- [TASK SET]:
A - In the forum post on QOI color spaces below, condense the paragraph that begins "If the user is doing complex image operations" into a shorter version that retains its main facts.
B - Supply a continuation of the forum post on QOI color spaces below, beginning after its final sentence.

- [EXTRACT PROVIDED]:
>>>

What's the opinion of the other library authors?

On color spaces... I'm one of those 'experts' the HN thread is complaining about :)

If the user is doing complex image operations in a color accurate space, they're going to be using, most likely OpenEXR, because the values are important, as is the colorimetric information, and there's a lot more information that needs to be stored beyond color space (as is pointed out in the HN thread).

The intent of QOI is fast compress/decompress of data, obviously in a real time context.

The data QOI is going to be used with is therefore going to be either linear or SRGB. Drawing a line on the sand on those two seems like a clear, useful, choice.

There's a rub though. It's normal to store linear alpha with sRGB data. Also, it's common to store linear data in color channels, for example, in a normal map or other material input such as "metalness" in a typical PBR set up.

<<<

- [PROVIDED INFORMATION]:
>>>

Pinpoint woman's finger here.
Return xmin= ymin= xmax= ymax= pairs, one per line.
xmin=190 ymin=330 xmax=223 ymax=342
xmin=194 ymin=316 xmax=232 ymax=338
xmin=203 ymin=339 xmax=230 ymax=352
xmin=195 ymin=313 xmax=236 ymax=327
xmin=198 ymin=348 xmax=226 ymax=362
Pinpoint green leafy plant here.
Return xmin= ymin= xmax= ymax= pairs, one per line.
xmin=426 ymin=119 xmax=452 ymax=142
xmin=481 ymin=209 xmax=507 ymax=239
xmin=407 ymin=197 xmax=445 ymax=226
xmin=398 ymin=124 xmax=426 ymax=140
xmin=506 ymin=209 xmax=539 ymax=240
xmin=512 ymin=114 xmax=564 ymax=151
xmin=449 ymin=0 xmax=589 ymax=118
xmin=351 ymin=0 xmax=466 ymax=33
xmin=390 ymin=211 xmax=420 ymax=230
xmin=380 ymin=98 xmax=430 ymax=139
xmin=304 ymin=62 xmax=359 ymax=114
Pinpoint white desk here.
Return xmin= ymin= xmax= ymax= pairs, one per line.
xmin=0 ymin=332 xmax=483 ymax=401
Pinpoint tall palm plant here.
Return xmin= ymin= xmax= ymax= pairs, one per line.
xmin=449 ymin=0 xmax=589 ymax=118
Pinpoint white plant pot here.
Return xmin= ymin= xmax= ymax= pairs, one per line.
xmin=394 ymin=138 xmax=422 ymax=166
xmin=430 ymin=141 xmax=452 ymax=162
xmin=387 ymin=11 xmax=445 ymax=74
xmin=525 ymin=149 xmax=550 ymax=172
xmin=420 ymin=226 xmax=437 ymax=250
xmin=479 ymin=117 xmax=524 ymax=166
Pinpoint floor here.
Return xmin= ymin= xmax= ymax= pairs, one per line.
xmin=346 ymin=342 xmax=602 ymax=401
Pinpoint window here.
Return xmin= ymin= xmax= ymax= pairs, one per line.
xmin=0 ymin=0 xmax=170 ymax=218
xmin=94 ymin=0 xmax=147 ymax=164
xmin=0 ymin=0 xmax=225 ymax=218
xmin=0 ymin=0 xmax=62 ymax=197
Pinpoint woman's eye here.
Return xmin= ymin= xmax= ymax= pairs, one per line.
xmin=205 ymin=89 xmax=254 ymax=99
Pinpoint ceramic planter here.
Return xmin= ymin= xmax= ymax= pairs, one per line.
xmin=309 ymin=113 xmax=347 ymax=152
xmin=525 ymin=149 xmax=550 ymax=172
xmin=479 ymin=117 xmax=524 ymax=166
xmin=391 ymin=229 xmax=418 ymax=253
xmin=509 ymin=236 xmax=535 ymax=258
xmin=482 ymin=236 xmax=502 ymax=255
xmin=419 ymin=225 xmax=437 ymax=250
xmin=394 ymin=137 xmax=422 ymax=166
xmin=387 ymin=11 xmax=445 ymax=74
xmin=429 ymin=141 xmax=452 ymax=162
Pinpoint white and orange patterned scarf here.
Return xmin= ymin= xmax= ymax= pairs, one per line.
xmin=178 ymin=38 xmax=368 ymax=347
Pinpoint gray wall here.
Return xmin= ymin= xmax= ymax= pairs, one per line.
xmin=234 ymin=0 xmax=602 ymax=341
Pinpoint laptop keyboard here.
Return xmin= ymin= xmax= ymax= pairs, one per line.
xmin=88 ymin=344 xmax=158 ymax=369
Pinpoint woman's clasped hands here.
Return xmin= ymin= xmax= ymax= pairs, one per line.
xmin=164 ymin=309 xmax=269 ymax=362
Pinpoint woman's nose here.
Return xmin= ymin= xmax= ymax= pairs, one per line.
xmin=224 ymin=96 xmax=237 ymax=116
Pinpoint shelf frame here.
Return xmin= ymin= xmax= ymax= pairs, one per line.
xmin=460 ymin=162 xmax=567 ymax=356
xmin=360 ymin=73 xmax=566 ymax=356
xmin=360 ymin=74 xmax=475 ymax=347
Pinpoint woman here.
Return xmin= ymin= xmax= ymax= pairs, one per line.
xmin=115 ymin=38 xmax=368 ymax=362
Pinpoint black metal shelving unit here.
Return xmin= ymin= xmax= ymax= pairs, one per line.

<<<

- [EXERCISE ANSWERS]:
A - Users performing complex image operations in a color-accurate space will most likely use OpenEXR. The values and colorimetric information matter to them, and far more than color space must be stored, as the HN thread notes.

B -
I propose that it makes sense to simply make the rule that individual channels are either linear-and-user-interpreted, or sRGB-with-gamma, and have the format include a byte with a bitmask indicating which channel is which.

I also propose that a bit of 0 would mean gamma, and 1 linear, and ordered such that the A channel lands in the LSB. A mask of 0 therefore might mean all gamma, and a mask of 1 would mean sRGB and linear alpha, regardless of the number of channels. That would make the two most common combinations result in a byte of zero and one, for any number of channels with alpha. The conciseness of only needing to care about zero or one in general appeals to me.

Color differences (QOI_DIFF_*) should be stored as two's-complement.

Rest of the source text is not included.